В каком-то смысле это была игра, в которую играли все её участники, а также лица, привлечённые извне, наряду с группой поддержки, игрокам сопереживающей. Можно сказать, что игра чем-то напоминала забаву маленьких детей с различного рода бренчалками и дребезжалками, коими малыши обыкновенно докучают взрослых. «Дети», они же «селебы» и «посвященные», вовсю шалили и резвились, задорно и напоказ трезвоня своими погремушками. На шум, создаваемый «детьми», взрослые, сознавая неизбежность и закономерность такого явления, реагировали терпимо, иногда даже участливо подбадривая не в меру развеселившихся игроков.
Хотя, если посмотреть на это дело серьёзно, то такое ребячество можно было бы объяснить манифестацией безразличия перед тщетою бытия и всепоглощающей бездной несокрушимого Хроноса. Их не пугал холодок разрушительной вечности, поскольку они целиком принадлежали исключительно мимолётному настоящему; а уравнивающее, усредняющее всех бытие, их не заботило вовсе – у них были свои абсолютные ценности, разительно отличавшиеся от общепринятых житейских. Им, в сущности, было совершенно нечего терять.
А вот пушкинские друзья, равно как и противостоящие им «республиканцы», не могли похвастаться такой свободой. «Тесней, о милые друзья, тесней наш верный круг составим», – учил своих собратьев Пушкин, ибо соединившись вместе можно было надёжнее противостоять любым вызовам и легче сохранить то, чем они так дорожили и что опасались потерять либо оставить неявленным. Сам же Пушкин не был полностью свободен от таких опасений, однако в нём жила уверенность в защите «бессмертия его творений» самим Провидением и вера в счастливый жребий избранничества, позволявший ему пребывать в гордом одиночестве.

* _ВХОДНЫЕ СТРОКИ_
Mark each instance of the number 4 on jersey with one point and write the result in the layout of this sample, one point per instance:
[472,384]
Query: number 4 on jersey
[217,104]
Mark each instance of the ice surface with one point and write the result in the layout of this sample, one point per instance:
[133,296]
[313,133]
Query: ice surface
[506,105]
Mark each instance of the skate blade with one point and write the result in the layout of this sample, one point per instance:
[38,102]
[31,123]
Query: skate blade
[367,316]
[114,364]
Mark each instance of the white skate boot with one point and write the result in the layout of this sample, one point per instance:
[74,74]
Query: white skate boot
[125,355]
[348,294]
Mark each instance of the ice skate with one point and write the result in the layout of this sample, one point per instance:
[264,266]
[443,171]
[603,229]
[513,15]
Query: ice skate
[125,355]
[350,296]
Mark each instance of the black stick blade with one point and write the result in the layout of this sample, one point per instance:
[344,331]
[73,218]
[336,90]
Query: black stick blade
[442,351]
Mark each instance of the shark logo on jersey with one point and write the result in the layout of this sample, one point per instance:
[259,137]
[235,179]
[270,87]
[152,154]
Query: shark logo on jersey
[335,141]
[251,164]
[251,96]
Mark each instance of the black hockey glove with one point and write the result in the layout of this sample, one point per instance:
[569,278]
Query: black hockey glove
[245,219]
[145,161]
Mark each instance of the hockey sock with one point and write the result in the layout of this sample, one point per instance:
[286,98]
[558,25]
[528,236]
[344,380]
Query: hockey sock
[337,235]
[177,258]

==

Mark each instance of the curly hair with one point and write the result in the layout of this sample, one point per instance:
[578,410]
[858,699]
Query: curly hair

* _ЗАДАНИЯ ДЛЯ ВЫПОЛНЕНИЯ_
• a. Приведите все строки записей, содержащие слово «Mark».
• b. Допишите продолжение текста о Пушкине и его друзьях, начиная сразу после его последнего предложения.

* _ОТВЕТЫ К ЗАДАЧАМ_
• a.
Mark each instance of the number 4 on jersey with one point and write the result in the layout of this sample, one point per instance:
Mark each instance of the ice surface with one point and write the result in the layout of this sample, one point per instance:
Mark each instance of the skate blade with one point and write the result in the layout of this sample, one point per instance:
Mark each instance of the white skate boot with one point and write the result in the layout of this sample, one point per instance:
Mark each instance of the ice skate with one point and write the result in the layout of this sample, one point per instance:
Mark each instance of the black stick blade with one point and write the result in the layout of this sample, one point per instance:
Mark each instance of the shark logo on jersey with one point and write the result in the layout of this sample, one point per instance:
Mark each instance of the black hockey glove with one point and write the result in the layout of this sample, one point per instance:
Mark each instance of the hockey sock with one point and write the result in the layout of this sample, one point per instance:
Mark each instance of the curly hair with one point and write the result in the layout of this sample, one point per instance:

• b.
Но почему же до сих пор не истёрлась память о безбоязненных насельниках Монпарнасса и беспечных нерадивцах Серебряного века, а труды усердников «Вольного общества любителей российской словесности» практически забыты? Наверное, ответить на это можно восточным изречением, что сохраняется лишь то, что не боится исчезнуть. Мудрец Лао-Цзы так писал об этом: «Тому, кто не боится потерять, дано познать блаженство постоянства. Лишь тот, кто расстаётся навсегда, способен оставаться вечно». А две с половиной тысячи лет после, в одном из самых известных произведений XX века, через весь роман проходит мысль, что трусость – это один из самых страшных пороков. Даже, пожалуй, самый из них страшный.
Взгляд бездны
В памяти что-то промелькнуло и тотчас забылось, провалившись в чёрную дыру бессознательного, откуда не бывает возврата. Беспокойное чувство, что утеряно что-то исключительно важное, явленное как подлинное откровение, не покидало меня целый день и ещё долгое время возвращалось ко мне приступами отчаяния от мгновенной и нелепой потери.
Я пытался найти его, бережно перебирая воспоминания, словно разноцветные камешки на берегу, всякий раз проникаясь чувственным содержанием каждого впечатления, возвращавшего мне прошлую радость или тревогу, прежний замысел или мечту. Их было много, удивительно много – я разглядывал цветные узоры сохранившихся впечатлений, удивляясь их прихотливой расцветке, прозрачности или алмазному блеску. Даже странно, что мне никогда не приходило в голову, что являюсь обладателем такого сказочного богатства, которое, впрочем, находится совсем рядом, всего лишь за проницаемым пологом дня сегодняшнего. В результате я почти примирился с мыслью, что мне так и не удастся обнаружить потерянное «что-то» среди бесчисленного множества осколков памяти, совсем свежих, ещё острых и угловатых, и давнишних – уже отполированных непостижимым океаном времени.
Сложно даже предположить, каким знаком было отмечено утраченное: то ли оно состояло из опасливого предостережения, то ли в нём содержалась неожиданная весточка счастья. Не исключено также, что проскользнувшее мимо памяти неведомое «что-то» являлось неким посланием, как мне дальше жить и как действовать, или, напротив, в нём была заключена подсказка решения какого-нибудь из моих незавершённых дел.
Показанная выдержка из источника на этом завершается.